Introduction to the ImGui C++ Library with Conan

Jerry Wiltse,Software Devloper, JFrog

February 25, 2021

< 1 min read

The Conan team provides an introduction and demonstration for the open-source C++ graphics library known as ImGui. You can read our full blog post about the Dear ImGui C++ library here:…

To show the basics of ImGui, we will create a simple application with some controls like buttons, scrollbars, color editors, and more. We will show how easily and quickly you can create a graphical user interface using this library. Finally, we will show how to a simple way to build ImGui using packages with Conan, the package manager for C and C++.


Jerry Wiltse

Senior Software Engineer - Conan Team

Jerry Wiltse is a Senior Software Engineer of the Conan development team, and has been dedicated to build engineering for C and C++ since 2016. He is an avid open-source enthusiast but also deeply focused on enterprise development environments. He is also the narrator and creator of the Conan learning track on the JFrog Academy.

Video Transcript

Hello, and welcome to another screencast brought to by the Conan development team.
My name is Jerry Wiltse, and today we will
talk about an amazing graphical user interface library called ImGui.
To show the basics of this library, we will create a simple application with some controls,
like buttons, scroll bars, color editors, and more. We will show
easily and quickly you can create graphical user interfaces with this library.
But let’s first talk a little bit about the library and what makes imGui different from
other GUI libraries. Imgui is a MIT licensed GUI library mainly used in game development. It is
focused on simplicity and productivity using what is called the immediate mode gui paradigm.

> **Supplied material**
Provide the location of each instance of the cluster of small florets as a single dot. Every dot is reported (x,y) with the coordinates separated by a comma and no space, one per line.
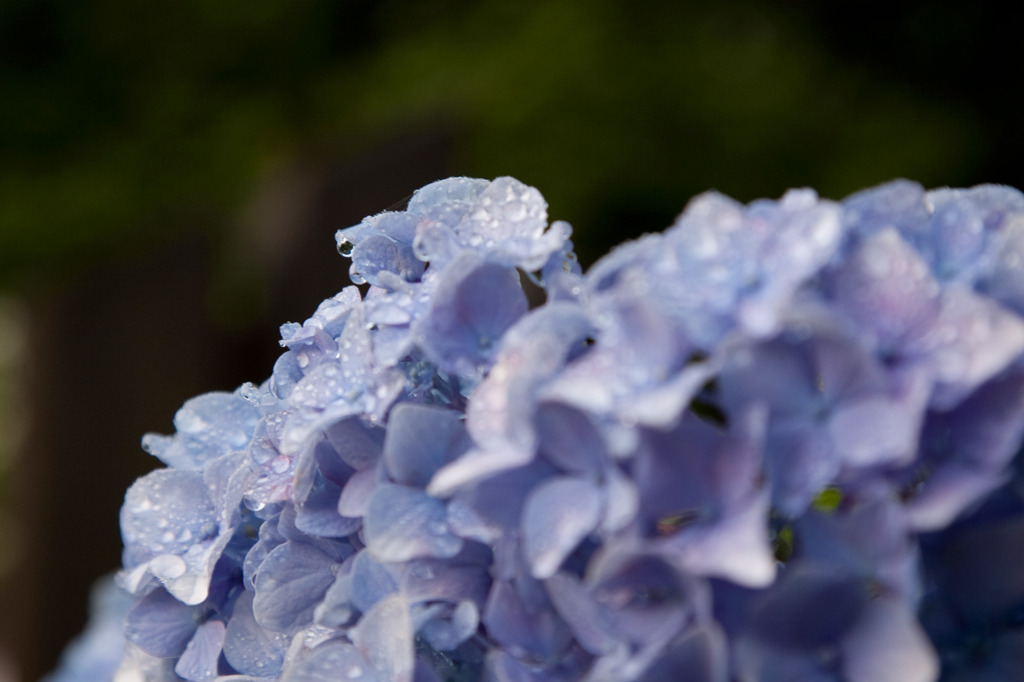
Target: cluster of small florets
(774,442)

> **Problems and tasks**
1. In the ImGui introduction, rewrite the stretch from "My name is Jerry" through "mode gui paradigm.", replacing "game development" with "tool development".
2. According to the ImGui introduction, which GUI paradigm is ImGui built around?

> **Task-by-task solutions**
1.
My name is Jerry Wiltse, and today we will
talk about an amazing graphical user interface library called ImGui.
To show the basics of this library, we will create a simple application with some controls,
like buttons, scroll bars, color editors, and more. We will show
easily and quickly you can create graphical user interfaces with this library.
But let’s first talk a little bit about the library and what makes imGui different from
other GUI libraries. Imgui is a MIT licensed GUI library mainly used in tool development. It is
focused on simplicity and productivity using what is called the immediate mode gui paradigm.

2. The immediate mode GUI paradigm.